* BEGIN Selected excerpt *

With recent advances in the capabilities of high performance computing (HPC) platforms and the relatively simple representation of complex geometries of porous media, lattice Boltzmann method (LBM) has gained popularity as a means of solving fluid flow and transport problems. In this work, LBM was used to obtain flow parameters of porous media, study the behavior of these parameters at varying flow conditions and quantify the effect of roughness on the parameters by relating the volume averaged flow simulation results to Darcy and Forchheimer equations respectively.
To validate the method, flow was simulated on regular and random sphere arrays in cubic domains, for which a number of analytical solutions are available. Permeability and non-Darcy coefficients obtained from the simulation compared well with Kozeny and Ergun estimates while deviation from the observed constant permeability and tortuosity values occurred aroundRe≈1-10. By defining roughness as hemispherical protrusions on the smooth spheres in the regular array, it was observed from flow streamlines obtained at different roughness heights that the average length of the flow paths increased with increasing roughness height. As such, the medium tortuosity and non-Darcy coefficient increased while the permeability decreased as height of the roughness increased.

* END Selected excerpt *
* BEGIN Dataset entries *

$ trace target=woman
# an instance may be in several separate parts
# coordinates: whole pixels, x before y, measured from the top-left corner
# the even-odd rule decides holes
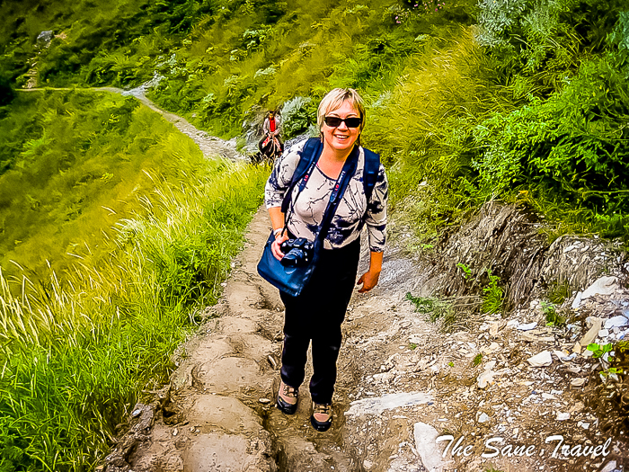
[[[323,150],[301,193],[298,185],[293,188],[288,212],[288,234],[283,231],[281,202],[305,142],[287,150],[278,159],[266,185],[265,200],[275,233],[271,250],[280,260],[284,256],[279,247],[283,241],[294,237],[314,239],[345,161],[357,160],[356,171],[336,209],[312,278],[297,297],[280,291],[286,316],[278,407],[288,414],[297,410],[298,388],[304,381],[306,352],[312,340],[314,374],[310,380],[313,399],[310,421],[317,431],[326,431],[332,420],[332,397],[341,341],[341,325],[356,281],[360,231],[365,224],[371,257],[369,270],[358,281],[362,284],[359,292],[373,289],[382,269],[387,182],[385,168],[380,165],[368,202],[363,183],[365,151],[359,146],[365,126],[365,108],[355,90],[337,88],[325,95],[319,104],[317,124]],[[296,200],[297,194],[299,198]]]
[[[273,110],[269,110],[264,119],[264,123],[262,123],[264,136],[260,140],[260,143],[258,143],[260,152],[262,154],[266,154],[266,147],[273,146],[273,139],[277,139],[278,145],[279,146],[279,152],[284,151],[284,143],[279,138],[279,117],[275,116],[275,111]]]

* END Dataset entries *
* BEGIN Dataset entries *

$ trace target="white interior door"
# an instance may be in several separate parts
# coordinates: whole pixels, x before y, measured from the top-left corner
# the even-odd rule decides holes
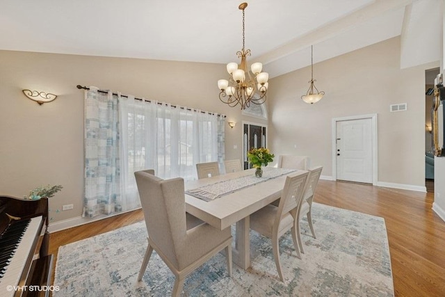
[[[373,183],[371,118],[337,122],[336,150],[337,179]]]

* END Dataset entries *

- [What this exercise asks]
1. In the lattice Boltzmann passage, which estimates did the permeability and non-Darcy coefficients from the simulation compare well with?
2. Carry on with the lattice Boltzmann passage, writing on from its final sentence.
The records are separate material, unconnected to the lattice Boltzmann passage.

- [Answers for this exercise]
1. They compared well with Kozeny and Ergun estimates.

2.
Applying the method to a 3D computed tomography image of Castlegate sandstone, the calculated macroscopic permeability and beta factor components were in good agreement with reported experimental values. In addition, LBM beta factors were compared with a number of empirical models for non-Darcy coefficient estimation and were found to be of the same order of magnitude as most of the correlations, although estimates of the models showed wide variation in values. Resolution of the original sample was increased by infilling with more voxels and simulation in the new domain showed better flow field resolution and higher simulated flow regimes compared to those of the original sample, without significant change in the flow parameters obtained. Using the Reynolds number based on the Forchheimer coefficient, the range of transition from Darcy to non-Darcy regime was within the values reported by Ruth and Ma (1993) and Zeng and Grigg (2006).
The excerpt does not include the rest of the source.